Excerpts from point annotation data
<<<<

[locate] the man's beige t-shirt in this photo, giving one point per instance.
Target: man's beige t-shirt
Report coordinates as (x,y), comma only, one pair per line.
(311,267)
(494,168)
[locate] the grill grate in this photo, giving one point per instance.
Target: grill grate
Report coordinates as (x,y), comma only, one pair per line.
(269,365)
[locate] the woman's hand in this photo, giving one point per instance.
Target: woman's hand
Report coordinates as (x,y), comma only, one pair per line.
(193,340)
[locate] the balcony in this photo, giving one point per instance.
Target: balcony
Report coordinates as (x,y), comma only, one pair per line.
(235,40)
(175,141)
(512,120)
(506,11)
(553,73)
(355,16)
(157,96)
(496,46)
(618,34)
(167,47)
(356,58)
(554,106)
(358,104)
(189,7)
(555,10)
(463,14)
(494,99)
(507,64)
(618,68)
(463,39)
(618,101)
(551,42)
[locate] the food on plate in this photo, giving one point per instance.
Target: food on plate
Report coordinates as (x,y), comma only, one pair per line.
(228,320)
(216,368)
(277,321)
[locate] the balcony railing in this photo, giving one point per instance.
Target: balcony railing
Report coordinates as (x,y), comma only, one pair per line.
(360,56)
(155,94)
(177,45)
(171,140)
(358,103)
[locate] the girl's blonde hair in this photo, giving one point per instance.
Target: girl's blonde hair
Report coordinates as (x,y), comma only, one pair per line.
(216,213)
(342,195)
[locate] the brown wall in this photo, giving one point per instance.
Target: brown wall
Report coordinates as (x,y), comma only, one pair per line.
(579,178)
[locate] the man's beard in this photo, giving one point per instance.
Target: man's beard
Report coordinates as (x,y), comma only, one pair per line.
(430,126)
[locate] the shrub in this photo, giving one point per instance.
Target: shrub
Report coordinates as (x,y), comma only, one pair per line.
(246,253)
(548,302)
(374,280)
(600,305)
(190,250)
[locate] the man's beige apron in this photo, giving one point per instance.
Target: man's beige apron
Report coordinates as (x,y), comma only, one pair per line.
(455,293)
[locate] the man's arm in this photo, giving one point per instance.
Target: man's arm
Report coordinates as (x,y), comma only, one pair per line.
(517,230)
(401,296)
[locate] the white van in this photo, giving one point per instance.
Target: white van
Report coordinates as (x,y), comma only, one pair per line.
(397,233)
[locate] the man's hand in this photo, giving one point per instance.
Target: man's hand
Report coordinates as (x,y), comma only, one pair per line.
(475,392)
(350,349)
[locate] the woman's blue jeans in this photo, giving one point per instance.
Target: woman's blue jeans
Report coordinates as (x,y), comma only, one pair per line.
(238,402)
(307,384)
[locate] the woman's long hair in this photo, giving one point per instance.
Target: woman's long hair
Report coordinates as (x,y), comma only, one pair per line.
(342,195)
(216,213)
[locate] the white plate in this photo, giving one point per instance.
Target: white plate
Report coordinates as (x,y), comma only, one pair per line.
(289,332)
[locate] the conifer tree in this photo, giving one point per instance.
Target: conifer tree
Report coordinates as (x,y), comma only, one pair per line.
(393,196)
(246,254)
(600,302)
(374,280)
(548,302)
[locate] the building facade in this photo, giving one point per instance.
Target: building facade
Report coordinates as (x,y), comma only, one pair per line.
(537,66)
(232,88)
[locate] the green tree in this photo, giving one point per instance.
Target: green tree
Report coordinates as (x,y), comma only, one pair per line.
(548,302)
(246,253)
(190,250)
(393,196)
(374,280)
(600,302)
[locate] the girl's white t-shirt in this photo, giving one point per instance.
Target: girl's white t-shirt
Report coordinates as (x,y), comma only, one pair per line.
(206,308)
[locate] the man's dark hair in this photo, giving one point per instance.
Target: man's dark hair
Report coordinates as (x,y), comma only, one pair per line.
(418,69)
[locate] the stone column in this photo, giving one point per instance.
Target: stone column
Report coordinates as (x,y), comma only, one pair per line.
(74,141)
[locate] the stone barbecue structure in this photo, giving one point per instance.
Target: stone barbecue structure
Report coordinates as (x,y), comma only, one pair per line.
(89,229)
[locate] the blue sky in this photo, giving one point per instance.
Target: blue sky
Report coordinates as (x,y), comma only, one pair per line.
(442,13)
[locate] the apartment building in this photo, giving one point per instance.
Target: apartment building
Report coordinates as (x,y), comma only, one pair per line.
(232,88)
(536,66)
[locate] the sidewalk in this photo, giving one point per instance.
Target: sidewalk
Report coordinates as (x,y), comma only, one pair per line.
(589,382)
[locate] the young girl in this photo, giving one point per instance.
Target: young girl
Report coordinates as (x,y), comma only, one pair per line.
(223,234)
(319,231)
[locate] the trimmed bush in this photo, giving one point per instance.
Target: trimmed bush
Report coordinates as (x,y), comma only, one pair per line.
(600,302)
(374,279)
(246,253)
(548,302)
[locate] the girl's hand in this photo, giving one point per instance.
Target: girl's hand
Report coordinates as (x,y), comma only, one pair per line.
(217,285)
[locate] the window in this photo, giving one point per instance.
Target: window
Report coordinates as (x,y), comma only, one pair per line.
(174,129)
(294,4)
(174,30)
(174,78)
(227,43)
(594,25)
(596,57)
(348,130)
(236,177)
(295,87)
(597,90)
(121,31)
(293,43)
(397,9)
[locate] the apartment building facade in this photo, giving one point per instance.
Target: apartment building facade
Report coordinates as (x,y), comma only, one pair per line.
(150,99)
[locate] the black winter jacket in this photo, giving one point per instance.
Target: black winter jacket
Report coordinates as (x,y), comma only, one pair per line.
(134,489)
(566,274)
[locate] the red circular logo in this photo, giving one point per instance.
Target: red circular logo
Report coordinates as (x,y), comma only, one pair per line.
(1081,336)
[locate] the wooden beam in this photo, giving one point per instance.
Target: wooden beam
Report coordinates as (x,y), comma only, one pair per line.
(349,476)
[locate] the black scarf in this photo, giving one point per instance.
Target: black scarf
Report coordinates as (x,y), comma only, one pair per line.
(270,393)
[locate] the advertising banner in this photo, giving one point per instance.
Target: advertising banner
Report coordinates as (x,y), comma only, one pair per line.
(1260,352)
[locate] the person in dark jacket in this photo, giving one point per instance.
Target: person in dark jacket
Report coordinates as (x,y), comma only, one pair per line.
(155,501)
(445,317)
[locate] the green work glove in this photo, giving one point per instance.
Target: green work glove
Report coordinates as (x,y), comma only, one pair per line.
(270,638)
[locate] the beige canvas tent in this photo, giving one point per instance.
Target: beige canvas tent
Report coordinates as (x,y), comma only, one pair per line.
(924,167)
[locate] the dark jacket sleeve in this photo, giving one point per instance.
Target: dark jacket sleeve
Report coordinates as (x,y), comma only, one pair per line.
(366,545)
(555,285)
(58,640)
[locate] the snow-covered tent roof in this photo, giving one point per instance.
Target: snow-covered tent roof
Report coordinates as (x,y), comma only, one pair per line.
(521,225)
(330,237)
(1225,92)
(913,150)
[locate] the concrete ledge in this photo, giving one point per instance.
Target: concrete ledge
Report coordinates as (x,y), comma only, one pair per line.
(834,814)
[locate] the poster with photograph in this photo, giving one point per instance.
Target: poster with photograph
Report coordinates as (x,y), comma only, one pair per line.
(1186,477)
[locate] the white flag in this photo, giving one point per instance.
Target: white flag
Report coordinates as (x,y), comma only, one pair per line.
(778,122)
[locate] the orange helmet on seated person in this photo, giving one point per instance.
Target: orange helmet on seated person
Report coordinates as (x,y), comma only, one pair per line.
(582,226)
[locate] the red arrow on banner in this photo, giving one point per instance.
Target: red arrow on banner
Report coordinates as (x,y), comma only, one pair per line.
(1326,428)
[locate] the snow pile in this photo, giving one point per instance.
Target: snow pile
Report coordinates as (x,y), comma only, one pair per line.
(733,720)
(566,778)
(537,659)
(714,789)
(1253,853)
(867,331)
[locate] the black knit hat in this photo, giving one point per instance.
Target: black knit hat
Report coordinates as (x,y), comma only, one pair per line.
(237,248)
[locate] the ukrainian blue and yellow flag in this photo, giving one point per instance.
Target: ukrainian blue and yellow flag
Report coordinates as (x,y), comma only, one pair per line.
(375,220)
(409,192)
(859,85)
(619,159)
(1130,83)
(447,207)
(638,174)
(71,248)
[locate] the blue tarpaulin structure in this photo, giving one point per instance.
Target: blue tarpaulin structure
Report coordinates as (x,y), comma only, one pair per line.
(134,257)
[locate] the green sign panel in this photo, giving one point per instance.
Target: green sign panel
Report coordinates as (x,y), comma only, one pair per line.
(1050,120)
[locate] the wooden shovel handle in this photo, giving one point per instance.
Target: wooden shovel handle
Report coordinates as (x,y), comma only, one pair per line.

>>>>

Objective » Reproduce the listing above exactly from the line containing "[locate] the blue tarpaulin" through its last line, with both of those lines included.

Response to this exercise »
[locate] the blue tarpaulin structure in this photo, giving one point per instance.
Target: blue tarpaulin structure
Report coordinates as (x,y), comma only, one pair per line.
(134,257)
[locate] the green sign panel in this photo, giving one point per instance.
Target: green sign panel
Report coordinates as (x,y), comma only, one pair per line.
(1050,120)
[locate] the wooden shovel handle in this photo, giving one point per instance.
Target: wooden shovel handle
Report coordinates as (x,y), comma only, one pair per line.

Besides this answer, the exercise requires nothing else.